The task: Output the data verbatim, minus the images.

Referring expression data:
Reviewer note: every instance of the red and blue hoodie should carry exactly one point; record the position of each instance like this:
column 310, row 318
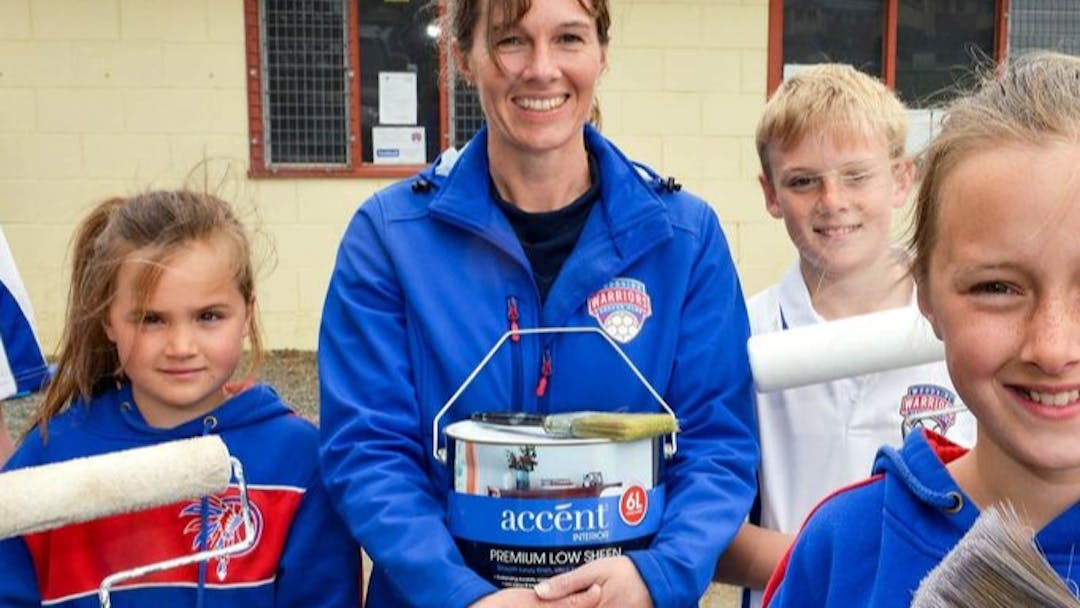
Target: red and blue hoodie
column 304, row 556
column 872, row 543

Task response:
Reviewer note: every instance of the red and blue hoodie should carry exactly one point; record the position of each instance like this:
column 310, row 318
Target: red and blue hoodie
column 304, row 556
column 872, row 543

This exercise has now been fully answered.